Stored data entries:
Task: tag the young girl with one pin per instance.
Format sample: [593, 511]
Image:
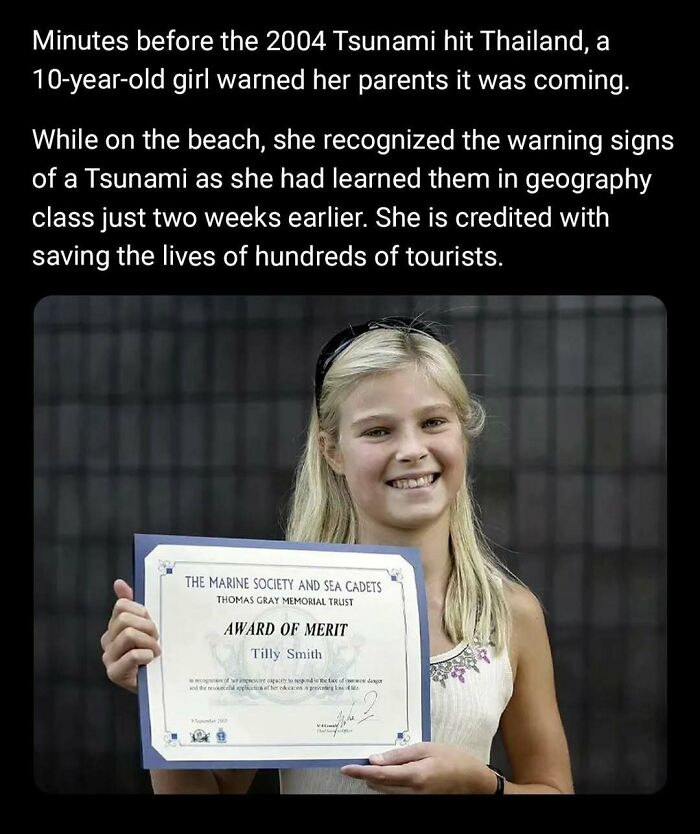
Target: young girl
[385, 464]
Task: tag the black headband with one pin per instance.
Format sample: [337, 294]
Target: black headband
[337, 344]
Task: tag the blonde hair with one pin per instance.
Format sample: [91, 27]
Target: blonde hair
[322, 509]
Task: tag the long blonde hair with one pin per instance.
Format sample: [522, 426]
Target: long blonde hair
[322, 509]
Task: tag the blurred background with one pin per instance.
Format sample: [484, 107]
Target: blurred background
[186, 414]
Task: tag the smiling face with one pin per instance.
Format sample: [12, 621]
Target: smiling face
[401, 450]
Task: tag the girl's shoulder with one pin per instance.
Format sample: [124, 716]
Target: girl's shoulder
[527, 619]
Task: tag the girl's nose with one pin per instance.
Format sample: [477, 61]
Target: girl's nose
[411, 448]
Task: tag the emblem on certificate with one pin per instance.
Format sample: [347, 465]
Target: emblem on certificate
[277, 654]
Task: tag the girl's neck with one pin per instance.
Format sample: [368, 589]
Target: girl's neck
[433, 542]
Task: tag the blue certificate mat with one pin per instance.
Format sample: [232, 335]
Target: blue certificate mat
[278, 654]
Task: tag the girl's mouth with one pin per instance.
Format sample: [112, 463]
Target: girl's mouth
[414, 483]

§ TASK INSTRUCTIONS:
Each line from the one with "Format sample: [347, 465]" through the end of the records above should be written out exactly. No other line should appear.

§ RESULT BELOW:
Format sample: [347, 465]
Target: emblem on certificate
[277, 654]
Task: tag the girl's neck with one pin per instance.
Format sample: [368, 589]
Target: girl's neck
[433, 542]
Task: tag the blue certificate mat with one pin per instance.
Format sample: [232, 335]
Target: blue certificate mat
[278, 654]
Task: tag the girl's mouth with one pin per instance.
Format sample: [112, 463]
Target: girl's mouth
[414, 483]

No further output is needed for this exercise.